#### WRITTEN INSTRUCTION:
Rewrite the stretch from the line containing "Where can the red" through the end of the items, renaming "dive bag" as "gear bag" and keeping everything else the same.

----------

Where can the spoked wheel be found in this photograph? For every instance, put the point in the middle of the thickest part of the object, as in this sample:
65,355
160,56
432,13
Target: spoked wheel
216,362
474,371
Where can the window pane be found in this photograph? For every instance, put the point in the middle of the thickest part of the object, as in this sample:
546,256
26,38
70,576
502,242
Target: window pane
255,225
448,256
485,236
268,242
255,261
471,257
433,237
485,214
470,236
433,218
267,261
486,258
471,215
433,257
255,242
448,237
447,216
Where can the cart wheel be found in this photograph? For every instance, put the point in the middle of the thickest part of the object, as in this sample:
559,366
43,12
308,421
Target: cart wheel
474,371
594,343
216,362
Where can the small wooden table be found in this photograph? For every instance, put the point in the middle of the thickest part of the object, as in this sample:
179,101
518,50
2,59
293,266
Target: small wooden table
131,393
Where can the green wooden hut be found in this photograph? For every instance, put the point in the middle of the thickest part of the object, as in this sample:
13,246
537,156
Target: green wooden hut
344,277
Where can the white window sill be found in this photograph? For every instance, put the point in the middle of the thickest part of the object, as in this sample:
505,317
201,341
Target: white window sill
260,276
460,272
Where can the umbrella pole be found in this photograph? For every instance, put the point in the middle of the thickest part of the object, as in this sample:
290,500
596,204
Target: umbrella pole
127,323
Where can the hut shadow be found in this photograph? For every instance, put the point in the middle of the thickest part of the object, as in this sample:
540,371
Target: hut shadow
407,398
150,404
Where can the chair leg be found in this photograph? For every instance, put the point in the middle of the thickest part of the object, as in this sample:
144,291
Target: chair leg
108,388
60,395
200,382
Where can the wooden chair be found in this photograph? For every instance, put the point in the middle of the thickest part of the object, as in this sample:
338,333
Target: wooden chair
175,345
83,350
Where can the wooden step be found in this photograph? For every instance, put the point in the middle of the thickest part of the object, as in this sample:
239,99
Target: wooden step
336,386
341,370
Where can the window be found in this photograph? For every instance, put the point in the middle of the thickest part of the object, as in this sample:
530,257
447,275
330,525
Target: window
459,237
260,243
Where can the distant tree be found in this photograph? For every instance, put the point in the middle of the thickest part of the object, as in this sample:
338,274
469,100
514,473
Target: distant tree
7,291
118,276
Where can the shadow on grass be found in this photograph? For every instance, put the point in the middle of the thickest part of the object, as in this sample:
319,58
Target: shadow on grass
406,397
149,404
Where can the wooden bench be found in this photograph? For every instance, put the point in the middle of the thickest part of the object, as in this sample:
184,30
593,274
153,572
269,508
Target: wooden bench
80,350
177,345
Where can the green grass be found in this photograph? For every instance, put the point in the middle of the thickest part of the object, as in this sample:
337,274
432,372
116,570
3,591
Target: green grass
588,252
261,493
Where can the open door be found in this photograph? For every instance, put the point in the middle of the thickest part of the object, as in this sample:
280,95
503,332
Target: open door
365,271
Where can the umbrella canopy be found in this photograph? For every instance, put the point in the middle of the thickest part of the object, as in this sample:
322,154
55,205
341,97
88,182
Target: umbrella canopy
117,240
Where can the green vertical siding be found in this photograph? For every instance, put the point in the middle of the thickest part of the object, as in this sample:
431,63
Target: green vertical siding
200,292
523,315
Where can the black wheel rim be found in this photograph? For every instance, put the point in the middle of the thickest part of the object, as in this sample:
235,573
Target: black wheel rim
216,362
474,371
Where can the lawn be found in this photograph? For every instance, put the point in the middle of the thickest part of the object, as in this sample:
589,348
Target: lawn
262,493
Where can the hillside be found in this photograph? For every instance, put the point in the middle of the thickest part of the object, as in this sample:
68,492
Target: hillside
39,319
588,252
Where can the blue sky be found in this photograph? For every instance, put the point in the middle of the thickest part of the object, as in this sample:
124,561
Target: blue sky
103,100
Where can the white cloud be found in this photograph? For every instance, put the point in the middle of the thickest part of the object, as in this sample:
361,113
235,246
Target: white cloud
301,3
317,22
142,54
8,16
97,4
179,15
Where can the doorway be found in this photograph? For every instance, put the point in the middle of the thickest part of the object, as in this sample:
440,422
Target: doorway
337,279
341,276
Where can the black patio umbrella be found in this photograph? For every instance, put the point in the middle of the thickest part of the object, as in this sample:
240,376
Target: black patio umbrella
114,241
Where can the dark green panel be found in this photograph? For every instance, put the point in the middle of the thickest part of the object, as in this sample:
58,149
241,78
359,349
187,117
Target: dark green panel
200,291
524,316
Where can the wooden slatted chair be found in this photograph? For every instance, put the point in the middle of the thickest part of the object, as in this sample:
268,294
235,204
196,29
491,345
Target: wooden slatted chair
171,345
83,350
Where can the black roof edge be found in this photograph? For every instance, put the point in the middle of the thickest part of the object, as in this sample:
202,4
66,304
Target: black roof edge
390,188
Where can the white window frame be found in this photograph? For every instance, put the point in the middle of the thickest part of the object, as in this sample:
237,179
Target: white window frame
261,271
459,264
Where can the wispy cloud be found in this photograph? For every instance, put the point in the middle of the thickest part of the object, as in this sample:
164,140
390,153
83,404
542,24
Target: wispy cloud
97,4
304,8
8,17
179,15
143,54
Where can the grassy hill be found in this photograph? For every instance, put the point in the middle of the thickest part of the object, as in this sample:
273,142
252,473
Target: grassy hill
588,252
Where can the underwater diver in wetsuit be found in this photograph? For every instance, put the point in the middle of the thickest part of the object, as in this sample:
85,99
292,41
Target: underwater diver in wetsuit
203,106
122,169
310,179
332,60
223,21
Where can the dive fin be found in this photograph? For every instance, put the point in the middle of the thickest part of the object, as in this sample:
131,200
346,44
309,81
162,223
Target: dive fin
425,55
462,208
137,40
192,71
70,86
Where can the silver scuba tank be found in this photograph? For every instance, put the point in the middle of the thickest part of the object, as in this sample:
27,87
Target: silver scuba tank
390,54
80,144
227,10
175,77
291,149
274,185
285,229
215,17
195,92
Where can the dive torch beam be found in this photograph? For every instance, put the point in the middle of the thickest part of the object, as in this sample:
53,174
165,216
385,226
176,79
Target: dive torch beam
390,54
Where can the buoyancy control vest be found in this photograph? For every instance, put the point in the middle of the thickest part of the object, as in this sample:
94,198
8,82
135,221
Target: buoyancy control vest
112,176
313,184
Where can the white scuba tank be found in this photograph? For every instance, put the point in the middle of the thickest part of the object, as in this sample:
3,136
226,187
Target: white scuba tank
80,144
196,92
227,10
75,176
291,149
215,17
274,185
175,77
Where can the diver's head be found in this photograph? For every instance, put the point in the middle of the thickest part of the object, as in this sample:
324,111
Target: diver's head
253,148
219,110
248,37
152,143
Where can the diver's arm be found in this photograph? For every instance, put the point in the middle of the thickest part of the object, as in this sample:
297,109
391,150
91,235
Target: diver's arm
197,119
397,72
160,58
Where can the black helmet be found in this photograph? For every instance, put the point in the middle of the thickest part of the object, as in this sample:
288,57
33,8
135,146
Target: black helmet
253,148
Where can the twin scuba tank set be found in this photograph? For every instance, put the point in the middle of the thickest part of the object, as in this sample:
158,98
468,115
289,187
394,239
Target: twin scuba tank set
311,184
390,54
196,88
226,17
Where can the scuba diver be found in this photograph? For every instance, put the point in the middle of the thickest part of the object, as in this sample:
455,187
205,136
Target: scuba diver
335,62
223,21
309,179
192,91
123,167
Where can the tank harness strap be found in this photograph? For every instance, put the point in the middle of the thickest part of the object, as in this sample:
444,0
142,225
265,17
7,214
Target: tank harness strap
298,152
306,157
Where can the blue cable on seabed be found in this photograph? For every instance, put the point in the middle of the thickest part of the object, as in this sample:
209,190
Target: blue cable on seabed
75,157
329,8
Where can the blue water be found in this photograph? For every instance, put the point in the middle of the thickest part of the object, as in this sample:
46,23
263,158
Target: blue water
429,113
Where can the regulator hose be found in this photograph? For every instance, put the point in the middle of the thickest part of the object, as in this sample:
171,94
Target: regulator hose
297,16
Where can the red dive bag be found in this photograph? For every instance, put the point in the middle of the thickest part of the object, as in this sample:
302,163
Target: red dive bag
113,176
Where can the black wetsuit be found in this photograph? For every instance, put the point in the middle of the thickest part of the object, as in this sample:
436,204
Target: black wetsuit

----------

#### OUTPUT OF THE TASK:
Where can the red gear bag be found in this photograph? For every instance, put the point in the middle of the thickest part of the object, as in this sample:
302,163
Target: red gear bag
113,176
Where can the black wetsuit be found in this photograph? For every instance, put the point in the middle of the thickest part of the object, as in this sample:
436,204
Target: black wetsuit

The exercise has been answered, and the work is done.